START Input records
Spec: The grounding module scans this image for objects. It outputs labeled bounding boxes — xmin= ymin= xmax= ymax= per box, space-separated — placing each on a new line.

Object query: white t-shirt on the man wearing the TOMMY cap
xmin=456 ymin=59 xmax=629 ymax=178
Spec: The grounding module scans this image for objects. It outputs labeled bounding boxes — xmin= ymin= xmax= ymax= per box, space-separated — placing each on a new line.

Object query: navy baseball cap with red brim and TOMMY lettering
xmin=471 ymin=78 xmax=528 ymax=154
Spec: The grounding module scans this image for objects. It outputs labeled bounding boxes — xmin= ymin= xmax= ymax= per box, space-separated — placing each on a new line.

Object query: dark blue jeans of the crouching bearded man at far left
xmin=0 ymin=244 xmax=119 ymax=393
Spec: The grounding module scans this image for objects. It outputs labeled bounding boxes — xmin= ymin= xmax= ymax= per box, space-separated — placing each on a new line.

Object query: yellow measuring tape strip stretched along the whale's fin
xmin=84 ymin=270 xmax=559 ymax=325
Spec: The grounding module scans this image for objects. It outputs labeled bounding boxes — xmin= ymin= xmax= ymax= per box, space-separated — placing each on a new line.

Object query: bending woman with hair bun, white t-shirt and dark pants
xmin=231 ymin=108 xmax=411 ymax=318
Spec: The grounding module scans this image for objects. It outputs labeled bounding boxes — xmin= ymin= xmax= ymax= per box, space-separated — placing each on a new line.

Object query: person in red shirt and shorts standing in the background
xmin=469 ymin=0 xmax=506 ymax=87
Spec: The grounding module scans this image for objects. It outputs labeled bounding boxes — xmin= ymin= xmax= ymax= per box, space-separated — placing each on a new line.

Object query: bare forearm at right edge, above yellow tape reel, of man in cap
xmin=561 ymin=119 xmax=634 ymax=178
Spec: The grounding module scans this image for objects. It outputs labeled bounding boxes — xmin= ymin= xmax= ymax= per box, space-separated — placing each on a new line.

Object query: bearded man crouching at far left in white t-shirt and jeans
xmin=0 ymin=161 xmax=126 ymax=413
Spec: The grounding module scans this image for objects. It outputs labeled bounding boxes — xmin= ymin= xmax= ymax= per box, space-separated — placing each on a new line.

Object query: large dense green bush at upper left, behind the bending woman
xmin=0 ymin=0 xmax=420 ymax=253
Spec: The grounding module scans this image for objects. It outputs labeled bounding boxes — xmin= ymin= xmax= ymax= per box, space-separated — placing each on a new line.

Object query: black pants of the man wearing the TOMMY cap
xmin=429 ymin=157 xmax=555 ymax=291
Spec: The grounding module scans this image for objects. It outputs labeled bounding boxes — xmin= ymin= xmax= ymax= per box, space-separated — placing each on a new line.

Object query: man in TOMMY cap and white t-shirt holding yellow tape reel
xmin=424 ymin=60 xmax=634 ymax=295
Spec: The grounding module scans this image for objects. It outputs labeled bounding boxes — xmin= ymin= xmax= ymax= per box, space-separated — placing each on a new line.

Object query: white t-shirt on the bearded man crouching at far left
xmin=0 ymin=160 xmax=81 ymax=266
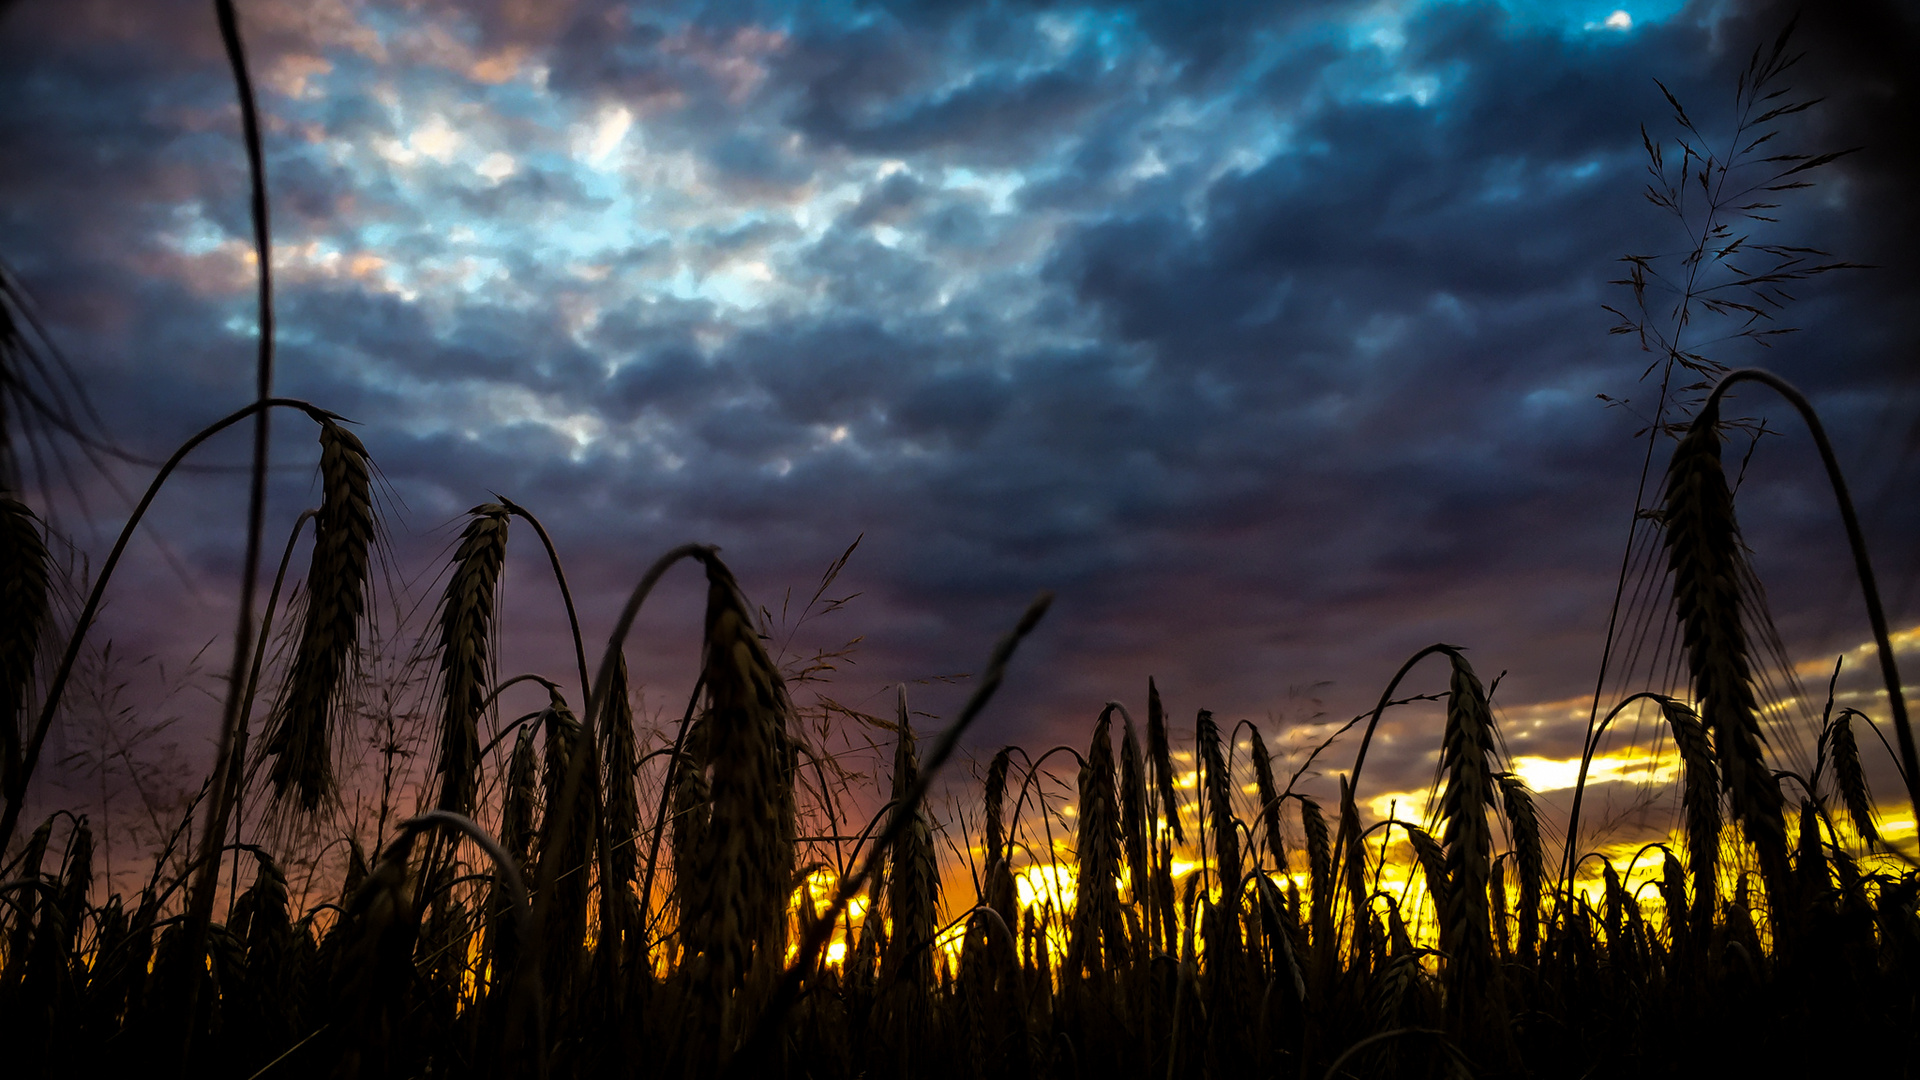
END Input records
→ **Description of the task**
Would you please copy the listing exactly, omitting every picture?

→ **Exercise output**
Spec: The grounding module scans this image for objects. It outputs labeled bounding boxes — xmin= ymin= xmax= ymax= per box, space-separated — placing each on a new line.

Object query: white t-shirt on the man wearing the TOMMY cap
xmin=456 ymin=59 xmax=629 ymax=178
Spec: The grounding module scans this image for objects. It outputs labeled bounding boxes — xmin= ymin= xmax= ymax= per box, space-separated — placing each on a new line.

Object query: navy baseball cap with red brim and TOMMY lettering
xmin=471 ymin=78 xmax=528 ymax=154
Spec: The grounding module scans this image for objects. It outputs labeled bounding boxes — xmin= ymin= xmax= ymax= per box, space-separated — placing each on a new line.

Object query: dark blue jeans of the crouching bearded man at far left
xmin=0 ymin=244 xmax=119 ymax=393
Spec: The grounding module scans this image for objects. It outputs labeled bounding boxes — xmin= ymin= xmax= ymax= per box, space-separated — placing each on a new line.

Object query: yellow measuring tape strip stretched along the whale's fin
xmin=84 ymin=270 xmax=559 ymax=325
Spec: The grounding module scans this image for objects. It outputs labeled bounding boxes — xmin= ymin= xmax= ymax= per box, space-separated — placing each on a new line.

Object query: bending woman with hair bun, white t-shirt and dark pants
xmin=231 ymin=108 xmax=411 ymax=318
Spec: The grounding module scans this image for objects. It outputs labeled bounding boxes — xmin= ymin= xmax= ymax= per box, space-separated — placing each on a new line.

Object query: person in red shirt and shorts standing in the background
xmin=469 ymin=0 xmax=506 ymax=87
Spec: The grounding module scans this image for objects. It outputs labeled bounding boxes — xmin= ymin= xmax= ymax= per box, space-separated — placing each on a new line.

Object query: bare forearm at right edge, above yellow tape reel, of man in cap
xmin=561 ymin=119 xmax=634 ymax=178
Spec: The grounding module scans this image for objects. It outputs labeled bounding boxes — xmin= ymin= xmax= ymax= per box, space-separated — placing each on a new line.

Object query: bearded man crouching at far left in white t-shirt and jeans
xmin=0 ymin=161 xmax=126 ymax=413
Spec: The grounding module scans this image for objects. It outputs labeled bounding boxes — xmin= ymin= xmax= ymax= per box, space-separated — placing each on a new line.

Object query: large dense green bush at upper left, behind the bending woman
xmin=0 ymin=0 xmax=420 ymax=253
Spec: The grounding module scans this image for objects. It outputs labeled bounding boxes — xmin= ymin= xmax= ymax= per box, space-separated — placing each on a new line.

Object query: black pants of the man wearing the TOMMY cap
xmin=429 ymin=157 xmax=555 ymax=291
Spec: The grounding module scans this image for objects. It outputs labeled bounding boxes — xmin= ymin= xmax= ymax= per box, space-separated — placing each on a new line.

Object query: man in TOMMY cap and white t-shirt holding yellow tape reel
xmin=424 ymin=60 xmax=634 ymax=295
Spec: The grounding module scans this image for objects. It outputs labeled bounding boxes — xmin= ymin= xmax= ymax= per box, space-separated — placing each on a new line.

Object query: white t-shirt on the bearded man crouching at far left
xmin=0 ymin=160 xmax=81 ymax=266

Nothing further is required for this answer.